• _To do_: Gather each line in the listing below that contains the word "black", and copy those lines in full.
#####
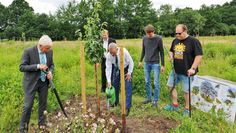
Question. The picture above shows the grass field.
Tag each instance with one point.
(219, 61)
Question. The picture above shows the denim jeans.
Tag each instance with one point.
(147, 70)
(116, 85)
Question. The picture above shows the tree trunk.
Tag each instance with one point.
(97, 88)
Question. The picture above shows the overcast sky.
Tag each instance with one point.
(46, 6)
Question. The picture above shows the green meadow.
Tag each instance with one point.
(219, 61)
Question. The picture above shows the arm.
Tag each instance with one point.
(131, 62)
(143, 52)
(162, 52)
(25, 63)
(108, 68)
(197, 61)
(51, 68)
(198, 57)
#####
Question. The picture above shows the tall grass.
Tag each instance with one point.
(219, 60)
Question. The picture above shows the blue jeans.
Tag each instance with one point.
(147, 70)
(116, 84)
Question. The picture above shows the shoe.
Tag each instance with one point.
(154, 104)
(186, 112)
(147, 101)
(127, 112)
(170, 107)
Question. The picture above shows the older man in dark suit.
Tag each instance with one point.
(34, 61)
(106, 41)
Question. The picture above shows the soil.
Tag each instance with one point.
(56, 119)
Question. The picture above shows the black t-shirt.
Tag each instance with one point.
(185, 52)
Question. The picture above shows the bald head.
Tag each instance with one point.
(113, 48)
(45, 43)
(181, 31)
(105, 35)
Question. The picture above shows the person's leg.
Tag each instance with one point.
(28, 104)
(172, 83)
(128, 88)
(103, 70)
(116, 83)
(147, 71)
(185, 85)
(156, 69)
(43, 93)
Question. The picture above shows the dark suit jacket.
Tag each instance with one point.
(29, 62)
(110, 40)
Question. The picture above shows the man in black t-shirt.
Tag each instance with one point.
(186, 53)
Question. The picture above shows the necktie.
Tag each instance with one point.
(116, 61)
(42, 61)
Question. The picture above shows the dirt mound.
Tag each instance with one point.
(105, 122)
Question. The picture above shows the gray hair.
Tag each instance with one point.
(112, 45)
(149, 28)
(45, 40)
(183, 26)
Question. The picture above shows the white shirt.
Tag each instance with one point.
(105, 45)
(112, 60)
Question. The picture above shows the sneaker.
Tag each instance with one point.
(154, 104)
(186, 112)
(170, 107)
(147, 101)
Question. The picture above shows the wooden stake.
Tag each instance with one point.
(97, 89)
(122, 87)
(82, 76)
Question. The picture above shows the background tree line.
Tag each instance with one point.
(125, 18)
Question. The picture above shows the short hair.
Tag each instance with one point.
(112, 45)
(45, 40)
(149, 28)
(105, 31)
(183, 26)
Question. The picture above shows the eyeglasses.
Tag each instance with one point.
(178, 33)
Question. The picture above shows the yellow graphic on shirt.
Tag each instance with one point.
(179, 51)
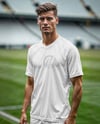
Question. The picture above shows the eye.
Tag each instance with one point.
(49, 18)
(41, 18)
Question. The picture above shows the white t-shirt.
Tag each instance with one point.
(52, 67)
#####
• _Finished answer_:
Question. The picture above shows the black t-shirt.
Question. The picture above shows the man in black t-shirt.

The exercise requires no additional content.